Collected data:
● ● ● ● ●

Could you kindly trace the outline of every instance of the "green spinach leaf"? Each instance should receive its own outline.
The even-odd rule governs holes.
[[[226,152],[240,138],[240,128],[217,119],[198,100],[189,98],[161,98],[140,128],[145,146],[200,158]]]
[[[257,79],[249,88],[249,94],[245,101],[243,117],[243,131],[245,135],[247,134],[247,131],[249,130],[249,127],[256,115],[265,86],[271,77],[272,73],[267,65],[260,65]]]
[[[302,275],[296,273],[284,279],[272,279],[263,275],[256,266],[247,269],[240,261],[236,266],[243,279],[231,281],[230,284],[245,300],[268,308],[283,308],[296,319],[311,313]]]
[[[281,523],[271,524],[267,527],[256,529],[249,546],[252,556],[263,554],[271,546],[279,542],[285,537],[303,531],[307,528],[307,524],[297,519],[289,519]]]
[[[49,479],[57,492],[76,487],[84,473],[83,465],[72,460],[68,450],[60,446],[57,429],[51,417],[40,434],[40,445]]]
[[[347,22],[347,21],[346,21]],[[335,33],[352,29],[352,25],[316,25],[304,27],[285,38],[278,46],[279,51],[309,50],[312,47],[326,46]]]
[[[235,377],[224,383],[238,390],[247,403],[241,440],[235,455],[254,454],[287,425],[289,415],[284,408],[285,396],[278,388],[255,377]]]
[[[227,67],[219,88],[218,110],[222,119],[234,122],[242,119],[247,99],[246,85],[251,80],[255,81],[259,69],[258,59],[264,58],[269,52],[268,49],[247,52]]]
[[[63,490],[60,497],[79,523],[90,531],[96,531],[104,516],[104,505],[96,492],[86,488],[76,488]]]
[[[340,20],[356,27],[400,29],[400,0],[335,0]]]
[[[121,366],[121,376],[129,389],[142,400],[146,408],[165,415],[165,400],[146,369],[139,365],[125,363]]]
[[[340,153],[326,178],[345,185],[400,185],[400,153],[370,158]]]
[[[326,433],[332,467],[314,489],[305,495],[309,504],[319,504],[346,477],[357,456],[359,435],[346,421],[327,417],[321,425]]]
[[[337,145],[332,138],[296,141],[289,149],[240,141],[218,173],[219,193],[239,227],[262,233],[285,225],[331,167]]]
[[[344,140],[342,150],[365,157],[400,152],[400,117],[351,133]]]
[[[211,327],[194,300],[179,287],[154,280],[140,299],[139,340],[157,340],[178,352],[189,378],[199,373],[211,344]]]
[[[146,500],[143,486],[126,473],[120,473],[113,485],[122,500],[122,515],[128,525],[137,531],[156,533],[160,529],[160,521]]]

● ● ● ● ●

WORK INSTRUCTION:
The entries above should be set down again exactly as they appear.

ANSWER FOR THE TASK:
Could you kindly trace the outline of every instance of the "green spinach leaf"? Each instance should receive its own outline.
The even-odd rule governs holes.
[[[226,152],[240,138],[240,128],[217,119],[198,100],[189,98],[161,98],[140,128],[145,146],[200,158]]]
[[[257,79],[249,88],[249,94],[245,101],[243,117],[243,131],[245,135],[247,134],[247,131],[249,130],[249,127],[256,115],[265,86],[271,77],[272,73],[267,65],[260,65]]]
[[[302,275],[296,273],[284,279],[272,279],[263,275],[256,266],[247,269],[240,261],[236,266],[243,279],[231,281],[230,284],[245,300],[268,308],[283,308],[296,319],[311,313]]]
[[[281,523],[271,524],[267,527],[256,529],[249,546],[252,556],[263,554],[271,546],[279,542],[285,537],[303,531],[307,528],[307,524],[297,519],[289,519]]]
[[[49,479],[57,492],[76,487],[84,473],[83,465],[72,460],[68,450],[60,446],[57,429],[51,417],[40,434],[40,445]]]
[[[347,22],[347,21],[346,21]],[[335,33],[352,29],[352,25],[316,25],[304,27],[285,38],[278,46],[279,51],[309,50],[312,47],[326,46]]]
[[[235,377],[224,383],[238,390],[247,403],[241,440],[235,455],[254,454],[287,425],[289,415],[284,408],[285,396],[278,388],[255,377]]]
[[[227,67],[219,88],[218,110],[222,119],[234,122],[242,119],[247,99],[246,85],[251,80],[255,81],[259,69],[258,59],[264,58],[269,52],[268,49],[247,52]]]
[[[63,490],[60,497],[79,523],[90,531],[96,531],[104,516],[104,505],[96,492],[86,488],[76,488]]]
[[[340,20],[356,27],[400,29],[400,0],[335,0]]]
[[[121,366],[121,376],[129,389],[142,400],[146,408],[165,415],[165,400],[146,369],[139,365],[125,363]]]
[[[340,153],[326,178],[345,185],[400,185],[400,153],[370,158]]]
[[[326,433],[332,467],[314,489],[305,495],[309,504],[319,504],[346,477],[357,456],[359,435],[346,421],[327,417],[321,425]]]
[[[337,145],[332,138],[296,141],[289,149],[240,141],[218,173],[219,193],[239,227],[262,233],[285,225],[331,167]]]
[[[344,140],[342,150],[365,157],[400,152],[400,117],[351,133]]]
[[[211,327],[194,300],[179,287],[154,280],[140,299],[139,340],[157,340],[178,352],[189,378],[199,373],[211,344]]]
[[[146,500],[143,486],[126,473],[120,473],[113,485],[122,500],[122,515],[128,525],[137,531],[156,533],[160,529],[160,521]]]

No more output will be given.